***** SOURCE MATERIAL
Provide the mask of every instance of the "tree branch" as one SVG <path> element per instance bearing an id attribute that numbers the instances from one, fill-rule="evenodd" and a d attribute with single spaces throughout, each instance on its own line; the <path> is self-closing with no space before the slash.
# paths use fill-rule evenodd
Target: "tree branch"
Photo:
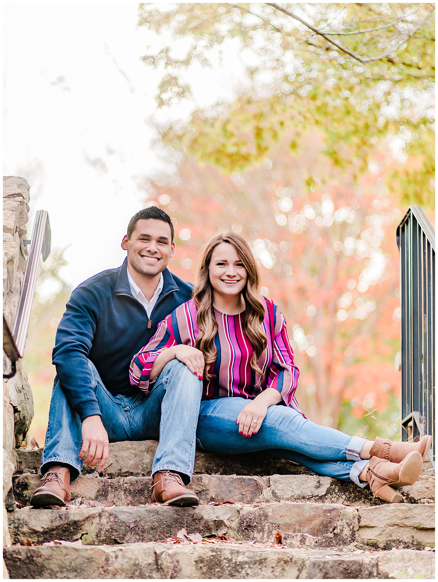
<path id="1" fill-rule="evenodd" d="M 328 42 L 330 42 L 331 44 L 332 44 L 334 47 L 336 47 L 337 48 L 339 48 L 340 50 L 342 51 L 343 52 L 344 52 L 346 54 L 349 55 L 350 56 L 353 57 L 353 58 L 356 61 L 358 61 L 361 63 L 369 63 L 375 61 L 380 61 L 382 59 L 383 59 L 385 57 L 389 56 L 389 55 L 392 54 L 396 51 L 398 50 L 398 49 L 400 48 L 400 47 L 401 47 L 402 45 L 404 44 L 407 40 L 408 40 L 411 36 L 412 36 L 412 35 L 415 34 L 415 33 L 417 31 L 417 30 L 419 30 L 421 28 L 422 28 L 422 27 L 424 26 L 425 24 L 428 24 L 429 22 L 430 22 L 435 17 L 434 17 L 435 9 L 434 9 L 431 12 L 429 17 L 426 18 L 422 22 L 422 23 L 419 24 L 417 27 L 417 28 L 415 28 L 415 30 L 414 30 L 411 33 L 407 33 L 403 35 L 401 37 L 400 40 L 398 41 L 398 43 L 397 47 L 388 49 L 387 51 L 383 52 L 379 56 L 367 58 L 365 56 L 361 56 L 358 53 L 356 52 L 356 51 L 351 50 L 347 47 L 346 47 L 344 44 L 343 44 L 342 42 L 340 42 L 336 40 L 335 38 L 333 38 L 329 34 L 326 34 L 322 30 L 320 30 L 319 29 L 317 29 L 315 26 L 314 26 L 313 24 L 310 24 L 308 22 L 306 22 L 306 20 L 303 20 L 302 18 L 297 16 L 294 12 L 291 12 L 290 10 L 285 8 L 285 6 L 281 6 L 279 4 L 277 4 L 276 2 L 267 2 L 266 3 L 268 6 L 272 6 L 273 8 L 275 8 L 277 10 L 279 10 L 281 12 L 283 12 L 284 14 L 287 15 L 288 16 L 290 16 L 291 18 L 293 18 L 295 20 L 297 20 L 299 22 L 300 22 L 302 24 L 304 24 L 304 26 L 307 27 L 307 28 L 309 29 L 310 30 L 313 31 L 314 33 L 318 34 L 319 36 L 321 36 L 323 38 L 325 38 L 326 41 L 328 41 Z"/>

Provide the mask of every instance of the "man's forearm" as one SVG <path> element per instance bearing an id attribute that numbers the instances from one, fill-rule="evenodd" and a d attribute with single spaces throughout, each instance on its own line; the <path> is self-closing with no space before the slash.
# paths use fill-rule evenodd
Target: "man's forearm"
<path id="1" fill-rule="evenodd" d="M 168 364 L 171 360 L 175 359 L 176 347 L 176 346 L 173 346 L 172 347 L 168 347 L 158 354 L 153 363 L 152 369 L 150 370 L 151 380 L 155 380 L 158 378 L 166 364 Z"/>

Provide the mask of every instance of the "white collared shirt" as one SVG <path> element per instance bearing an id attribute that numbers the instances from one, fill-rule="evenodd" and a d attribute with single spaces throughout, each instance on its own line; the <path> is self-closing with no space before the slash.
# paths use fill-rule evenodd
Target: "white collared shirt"
<path id="1" fill-rule="evenodd" d="M 145 296 L 143 294 L 142 290 L 131 276 L 129 269 L 127 269 L 127 271 L 128 272 L 128 281 L 130 282 L 131 292 L 135 299 L 138 301 L 140 301 L 141 304 L 145 308 L 146 313 L 148 314 L 148 317 L 149 319 L 150 319 L 150 314 L 152 313 L 152 310 L 155 307 L 157 299 L 158 299 L 158 296 L 163 290 L 163 286 L 164 283 L 164 279 L 163 278 L 163 273 L 160 273 L 160 281 L 157 285 L 157 288 L 155 289 L 155 293 L 153 295 L 152 295 L 150 301 L 148 301 Z"/>

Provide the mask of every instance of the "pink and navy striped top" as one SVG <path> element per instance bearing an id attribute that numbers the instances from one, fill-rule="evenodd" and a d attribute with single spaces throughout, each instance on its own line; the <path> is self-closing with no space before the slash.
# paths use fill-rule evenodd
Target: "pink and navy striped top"
<path id="1" fill-rule="evenodd" d="M 240 396 L 252 399 L 265 388 L 271 388 L 281 393 L 288 406 L 301 412 L 295 395 L 300 372 L 293 363 L 286 320 L 270 299 L 263 297 L 262 301 L 265 307 L 262 326 L 268 341 L 258 364 L 264 379 L 261 382 L 260 375 L 251 367 L 253 347 L 242 330 L 245 312 L 228 315 L 215 309 L 217 357 L 209 370 L 213 377 L 203 381 L 203 398 Z M 160 352 L 179 344 L 195 347 L 199 333 L 196 306 L 191 299 L 161 321 L 148 345 L 134 356 L 130 367 L 131 384 L 148 393 L 150 371 Z"/>

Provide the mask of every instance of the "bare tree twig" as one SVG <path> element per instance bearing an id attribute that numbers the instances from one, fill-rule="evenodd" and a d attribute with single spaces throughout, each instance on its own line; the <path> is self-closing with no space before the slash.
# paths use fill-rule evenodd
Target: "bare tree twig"
<path id="1" fill-rule="evenodd" d="M 382 59 L 385 58 L 386 56 L 389 56 L 390 55 L 393 54 L 396 51 L 398 50 L 405 42 L 408 40 L 411 36 L 412 36 L 415 33 L 419 30 L 421 28 L 422 28 L 426 24 L 428 24 L 429 22 L 432 22 L 435 17 L 435 9 L 432 10 L 429 15 L 429 16 L 425 18 L 422 22 L 418 24 L 414 30 L 410 33 L 406 33 L 404 34 L 401 34 L 399 37 L 399 40 L 398 41 L 397 45 L 396 47 L 392 47 L 391 48 L 387 49 L 386 51 L 383 51 L 378 56 L 373 57 L 365 57 L 359 55 L 355 51 L 353 51 L 349 49 L 347 47 L 346 47 L 343 43 L 340 42 L 336 39 L 332 38 L 329 34 L 327 34 L 326 33 L 324 32 L 322 30 L 320 30 L 317 29 L 315 26 L 311 24 L 308 22 L 306 22 L 302 18 L 299 16 L 295 14 L 294 12 L 291 12 L 290 10 L 288 10 L 285 6 L 281 6 L 280 4 L 277 4 L 276 2 L 267 2 L 268 6 L 272 6 L 273 8 L 275 8 L 277 10 L 283 12 L 284 14 L 287 15 L 288 16 L 290 16 L 291 18 L 293 18 L 295 20 L 297 20 L 300 22 L 304 26 L 309 29 L 310 30 L 313 31 L 315 34 L 318 34 L 319 36 L 325 38 L 326 41 L 332 44 L 334 47 L 339 48 L 340 50 L 342 51 L 346 54 L 349 55 L 350 56 L 353 57 L 356 61 L 358 61 L 361 63 L 369 63 L 375 61 L 380 61 Z M 336 33 L 338 34 L 337 33 Z"/>

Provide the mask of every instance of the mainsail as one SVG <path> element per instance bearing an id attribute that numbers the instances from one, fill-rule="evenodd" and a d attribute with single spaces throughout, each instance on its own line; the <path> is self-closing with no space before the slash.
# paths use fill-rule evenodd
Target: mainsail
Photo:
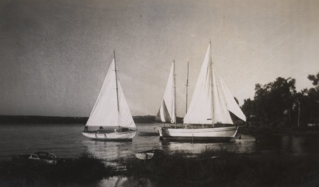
**********
# [STATED EXERCISE]
Convert all the lines above into a Markdown table with the columns "Row" and "Line", giving each row a number and skipping the blank lines. Leave the pictures out of the table.

# [SOLUTION TO THE PROBLEM]
| Row | Line |
|---|---|
| 1 | Provide the mask of every instance of the "tree branch" as one SVG <path> element per instance bearing an id attribute that numbers the instances from one, fill-rule="evenodd" and a d attribute with single spaces throughout, each instance on its own line; the <path> is self-closing with no space before the slash. |
| 2 | # paths use fill-rule evenodd |
| 3 | Target: "tree branch" |
| 4 | Photo: |
| 5 | <path id="1" fill-rule="evenodd" d="M 328 42 L 330 42 L 331 44 L 332 44 L 334 47 L 336 47 L 337 48 L 339 48 L 340 50 L 342 51 L 343 52 L 344 52 L 346 54 L 349 55 L 350 56 L 353 57 L 353 58 L 356 61 L 358 61 L 361 63 L 369 63 L 375 61 L 380 61 L 382 59 L 383 59 L 385 57 L 389 56 L 389 55 L 392 54 L 396 51 L 398 50 L 398 49 L 400 48 L 400 47 L 401 47 L 402 45 L 404 44 L 407 40 L 408 40 L 411 36 L 412 36 L 412 35 L 415 34 L 415 33 L 417 31 L 417 30 L 419 30 L 421 28 L 422 28 L 422 27 L 424 26 L 425 24 L 428 24 L 429 22 L 430 22 L 435 17 L 434 17 L 435 9 L 434 9 L 431 12 L 429 17 L 426 18 L 422 22 L 422 23 L 419 24 L 417 27 L 417 28 L 415 28 L 415 30 L 414 30 L 411 33 L 407 33 L 403 35 L 401 37 L 400 40 L 398 41 L 398 43 L 397 47 L 388 49 L 387 51 L 383 52 L 379 56 L 367 58 L 365 56 L 361 56 L 358 53 L 356 52 L 356 51 L 351 50 L 347 47 L 346 47 L 344 44 L 343 44 L 342 42 L 340 42 L 336 40 L 335 38 L 333 38 L 329 34 L 326 34 L 322 30 L 320 30 L 319 29 L 317 29 L 315 26 L 314 26 L 313 24 L 310 24 L 308 22 L 306 22 L 306 20 L 303 20 L 302 18 L 297 16 L 294 12 L 291 12 L 290 10 L 285 8 L 285 6 L 281 6 L 279 4 L 277 4 L 276 2 L 267 2 L 266 3 L 268 6 L 272 6 L 273 8 L 275 8 L 277 10 L 279 10 L 281 12 L 283 12 L 284 14 L 287 15 L 288 16 L 290 16 L 291 18 L 293 18 L 295 20 L 297 20 L 299 22 L 300 22 L 302 24 L 304 24 L 304 26 L 307 27 L 307 28 L 309 29 L 310 30 L 313 31 L 314 33 L 318 34 L 319 36 L 321 36 L 323 38 L 325 38 L 326 41 L 328 41 Z"/> |
| 6 | Provide the mask of every instance of the "man's forearm" as one SVG <path> element per instance bearing an id attribute that numbers the instances from one, fill-rule="evenodd" and a d attribute with single spaces throughout, each instance on its own line; the <path> is self-closing with no space before the slash. |
| 7 | # paths use fill-rule evenodd |
| 8 | Target: "man's forearm" |
| 9 | <path id="1" fill-rule="evenodd" d="M 168 364 L 171 360 L 175 359 L 176 347 L 176 346 L 173 346 L 172 347 L 168 347 L 158 354 L 153 363 L 152 369 L 150 370 L 151 380 L 155 380 L 158 378 L 166 364 Z"/> |
| 10 | Provide the mask of every instance of the "white collared shirt" as one SVG <path> element per instance bearing an id attribute that numbers the instances from one, fill-rule="evenodd" and a d attribute with single spaces throughout, each instance on its own line; the <path> is self-closing with no space before the slash. |
| 11 | # paths use fill-rule evenodd |
| 12 | Target: "white collared shirt" |
| 13 | <path id="1" fill-rule="evenodd" d="M 145 296 L 143 294 L 142 290 L 131 276 L 129 269 L 127 269 L 127 271 L 128 272 L 128 281 L 130 282 L 131 292 L 135 299 L 138 301 L 140 301 L 141 304 L 145 308 L 146 313 L 148 314 L 148 317 L 149 319 L 150 319 L 150 314 L 152 313 L 152 310 L 155 307 L 157 299 L 158 299 L 158 296 L 163 290 L 163 286 L 164 283 L 164 279 L 163 278 L 163 273 L 160 273 L 160 281 L 157 285 L 157 288 L 155 289 L 155 293 L 153 295 L 152 295 L 150 301 L 148 301 Z"/> |
| 14 | Provide the mask of every instance of the "pink and navy striped top" as one SVG <path> element per instance bearing an id attribute that numbers the instances from one, fill-rule="evenodd" and a d attribute with single spaces throughout, each instance on its own line; the <path> is self-closing with no space before the slash. |
| 15 | # paths use fill-rule evenodd |
| 16 | Target: "pink and navy striped top" |
| 17 | <path id="1" fill-rule="evenodd" d="M 240 396 L 252 399 L 265 388 L 271 388 L 281 393 L 288 406 L 301 412 L 295 395 L 300 372 L 293 363 L 286 320 L 270 299 L 263 297 L 262 301 L 265 307 L 262 326 L 268 341 L 258 364 L 264 379 L 261 382 L 260 375 L 251 367 L 253 347 L 242 330 L 245 312 L 228 315 L 215 309 L 217 357 L 209 370 L 213 377 L 203 381 L 203 398 Z M 160 352 L 179 344 L 195 347 L 199 333 L 196 306 L 191 299 L 161 321 L 148 345 L 134 356 L 130 367 L 131 384 L 148 393 L 150 371 Z"/> |
| 18 | Provide the mask of every instance of the "bare tree twig" as one SVG <path> element per instance bearing an id attribute that numbers the instances from one, fill-rule="evenodd" and a d attribute with single spaces throughout, each instance on its own line; the <path> is self-closing with no space before the slash. |
| 19 | # paths use fill-rule evenodd |
| 20 | Target: "bare tree twig" |
| 21 | <path id="1" fill-rule="evenodd" d="M 382 59 L 385 58 L 386 56 L 389 56 L 390 55 L 393 54 L 396 51 L 398 50 L 405 42 L 408 40 L 411 36 L 412 36 L 415 33 L 419 30 L 421 28 L 422 28 L 426 24 L 428 24 L 429 22 L 432 22 L 435 17 L 435 9 L 432 10 L 429 15 L 429 16 L 425 18 L 422 22 L 418 24 L 414 30 L 410 33 L 406 33 L 404 34 L 401 34 L 399 37 L 399 40 L 398 41 L 397 45 L 396 47 L 392 47 L 391 48 L 387 49 L 386 51 L 383 51 L 378 56 L 373 57 L 365 57 L 359 55 L 355 51 L 353 51 L 349 49 L 347 47 L 346 47 L 343 43 L 340 42 L 336 39 L 332 38 L 329 34 L 327 34 L 326 33 L 324 32 L 322 30 L 320 30 L 317 29 L 315 26 L 311 24 L 308 22 L 306 22 L 302 18 L 299 16 L 295 14 L 294 12 L 291 12 L 290 10 L 288 10 L 285 6 L 281 6 L 280 4 L 277 4 L 276 2 L 267 2 L 268 6 L 272 6 L 273 8 L 275 8 L 277 10 L 283 12 L 284 14 L 287 15 L 288 16 L 290 16 L 291 18 L 293 18 L 295 20 L 297 20 L 300 22 L 304 26 L 309 29 L 310 30 L 313 31 L 315 34 L 318 34 L 319 36 L 325 38 L 326 41 L 332 44 L 334 47 L 339 48 L 340 50 L 342 51 L 346 54 L 349 55 L 350 56 L 353 57 L 356 61 L 358 61 L 361 63 L 369 63 L 375 61 L 380 61 Z M 336 33 L 338 34 L 337 33 Z"/> |
| 22 | Provide the mask of every instance of the mainsail as one SVG <path> element per instance bearing an id attribute that numbers the instances from one, fill-rule="evenodd" and a d attribute with single spaces throughout, each instance on its own line; the <path> is self-closing with no space before the slash. |
| 23 | # paths use fill-rule evenodd |
| 24 | Target: mainsail |
| 25 | Photo: |